In the trial the court charged the jury on the subject of murder and the subject of accidental killing, but did not charge upon the law of either voluntary manslaughter or mutual combat, or upon the subject of involuntary manslaughter in the commission of an unlawful act. The defendant requested instructions based upon the law of voluntary manslaughter and involuntary manslaughter, which were refused. It appears from the record that counsel for the accused did not insist that the defendant was entitled to an acquittal, but argued that he should only be convicted of involuntary manslaughter in the commission of an unlawful act; and therefore the question presented is whether the requests for instructions were in such form as to require the court’s compliance. The requests for instructions are as follows:

“Defendant . . requests the court to charge the jury as follows, each paragraph to be considered a separate and distinct request to charge:
“1. The defendant requests the court to charge the jury the law of manslaughter.
“2. The defendant requests the court to charge-the jury the law of voluntary manslaughter. '
“3. The defendant requests the court to charge the jury the law of voluntary manslaughter as based upon the law of mutual combat.
“4. The defendant requests the court to charge the jury the law of involuntary manslaughter.
“5. The defendant requests the court to charge the jury the law of involuntary manslaughter in the commission of an unlawful act.

────

--- Work item ---
From the excerpt on jury instructions, list each area of law that the defendant's numbered requests ask the court to charge the jury on. The material that comes next has nothing to do with the excerpt on jury instructions.

--- Information given ---
────

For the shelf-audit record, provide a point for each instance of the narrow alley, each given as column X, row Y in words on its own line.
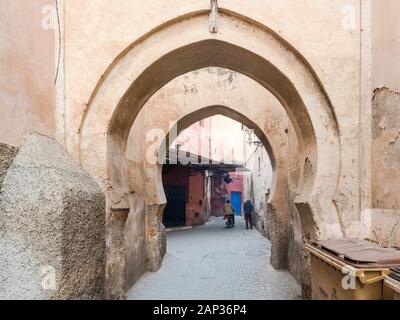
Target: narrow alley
column 210, row 263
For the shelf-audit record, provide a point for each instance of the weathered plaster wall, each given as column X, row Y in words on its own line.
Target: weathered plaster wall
column 386, row 149
column 27, row 71
column 386, row 105
column 52, row 231
column 196, row 90
column 329, row 54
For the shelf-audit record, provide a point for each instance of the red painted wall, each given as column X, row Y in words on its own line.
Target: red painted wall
column 196, row 203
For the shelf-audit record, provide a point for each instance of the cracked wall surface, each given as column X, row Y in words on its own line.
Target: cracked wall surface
column 386, row 149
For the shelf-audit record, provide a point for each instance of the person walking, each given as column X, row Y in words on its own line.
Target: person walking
column 228, row 210
column 248, row 209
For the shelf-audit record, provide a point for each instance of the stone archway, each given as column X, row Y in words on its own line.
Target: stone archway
column 242, row 45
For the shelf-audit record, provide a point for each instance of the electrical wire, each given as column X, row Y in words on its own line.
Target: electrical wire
column 59, row 43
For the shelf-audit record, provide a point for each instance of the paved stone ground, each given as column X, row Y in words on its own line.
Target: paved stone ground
column 214, row 263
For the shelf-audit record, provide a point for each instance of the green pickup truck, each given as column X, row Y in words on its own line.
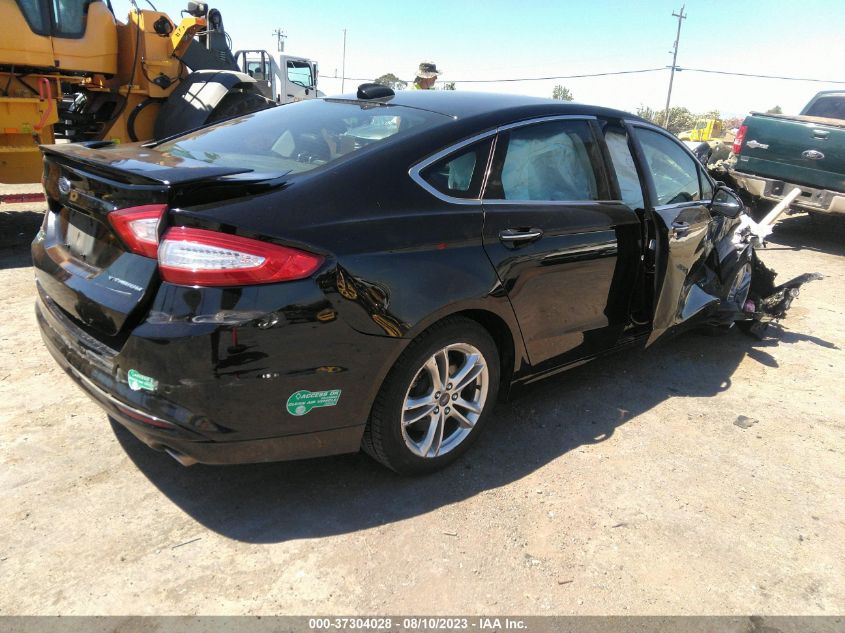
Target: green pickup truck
column 776, row 153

────

--- Task output ---
1. Manslaughter
2. Voluntary manslaughter
3. Voluntary manslaughter as based upon the law of mutual combat
4. Involuntary manslaughter
5. Involuntary manslaughter in the commission of an unlawful act